D'après le passage présenté, à quoi les travailleurs-euses restent-ils profondément attachés ? Répondez en une phrase, s'il vous plaît.

## [Passage présenté]
—————

Comment faire front ?

Même si aujourd’hui la plupart des organisations traditionnelles du vieux mouvement ouvrier acceptent de facto des plans d’austérité extrêmement brutaux au nom des « impératifs » de compétitivité des entreprises nationales, leur faiblesse relative ne leur permet pas nécessairement de convaincre les travailleurs-euses de se laisser ainsi conduire à l’abattoir sans résister. Ces derniers restent en effet profondément attachés à la valeur acquise par leur force de travail, qui résulte d’une longue évolution historique, marquée par de nombreuses luttes, que le capital ne peut donc faire baisser aussi radicalement et rapidement qu’il le souhaiterait. Et c’est précisément parce la droite nationale-populiste justifie l’imposition de conditions de vie fortement dégradées à de larges secteurs des couches populaires – sans papiers, gens de couleur, jeunes précaires, retraités, femmes –, réduisant par là la valeur de leurs salaires, qu’elle contribue à ce travail de sape.

—————

## [Données fournies]

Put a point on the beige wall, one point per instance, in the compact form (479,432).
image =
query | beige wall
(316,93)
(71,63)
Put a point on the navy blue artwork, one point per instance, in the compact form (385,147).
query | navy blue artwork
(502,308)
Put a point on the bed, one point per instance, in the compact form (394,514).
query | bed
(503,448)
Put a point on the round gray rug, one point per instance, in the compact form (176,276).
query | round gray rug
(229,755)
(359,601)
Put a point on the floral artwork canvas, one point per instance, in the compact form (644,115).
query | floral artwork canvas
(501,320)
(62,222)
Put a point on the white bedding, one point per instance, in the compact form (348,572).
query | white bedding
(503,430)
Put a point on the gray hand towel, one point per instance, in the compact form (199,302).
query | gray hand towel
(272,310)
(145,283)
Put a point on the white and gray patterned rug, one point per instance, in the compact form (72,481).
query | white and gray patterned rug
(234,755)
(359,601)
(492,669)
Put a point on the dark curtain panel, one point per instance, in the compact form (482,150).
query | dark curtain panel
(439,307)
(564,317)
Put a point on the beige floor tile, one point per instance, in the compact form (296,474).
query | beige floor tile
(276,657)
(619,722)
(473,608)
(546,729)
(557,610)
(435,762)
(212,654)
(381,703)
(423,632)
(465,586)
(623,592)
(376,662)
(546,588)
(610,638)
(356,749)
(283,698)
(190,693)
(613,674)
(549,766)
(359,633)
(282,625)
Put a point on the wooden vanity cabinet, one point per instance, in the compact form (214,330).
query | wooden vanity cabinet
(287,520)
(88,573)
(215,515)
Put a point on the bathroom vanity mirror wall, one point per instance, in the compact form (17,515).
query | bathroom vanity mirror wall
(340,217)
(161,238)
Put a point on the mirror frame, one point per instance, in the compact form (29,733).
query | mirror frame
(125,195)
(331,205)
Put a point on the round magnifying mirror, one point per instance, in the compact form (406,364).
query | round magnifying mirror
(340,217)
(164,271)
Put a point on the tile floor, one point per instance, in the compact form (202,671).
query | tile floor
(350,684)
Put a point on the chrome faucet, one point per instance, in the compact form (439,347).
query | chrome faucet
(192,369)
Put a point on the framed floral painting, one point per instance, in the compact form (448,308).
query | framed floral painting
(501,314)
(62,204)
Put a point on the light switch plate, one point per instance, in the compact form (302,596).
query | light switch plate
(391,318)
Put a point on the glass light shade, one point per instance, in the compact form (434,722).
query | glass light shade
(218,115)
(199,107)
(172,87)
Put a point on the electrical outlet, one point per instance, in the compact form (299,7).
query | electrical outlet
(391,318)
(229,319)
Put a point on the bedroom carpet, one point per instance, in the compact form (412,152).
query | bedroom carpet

—————

## [Réponse]
Ils restent profondément attachés à la valeur acquise par leur force de travail.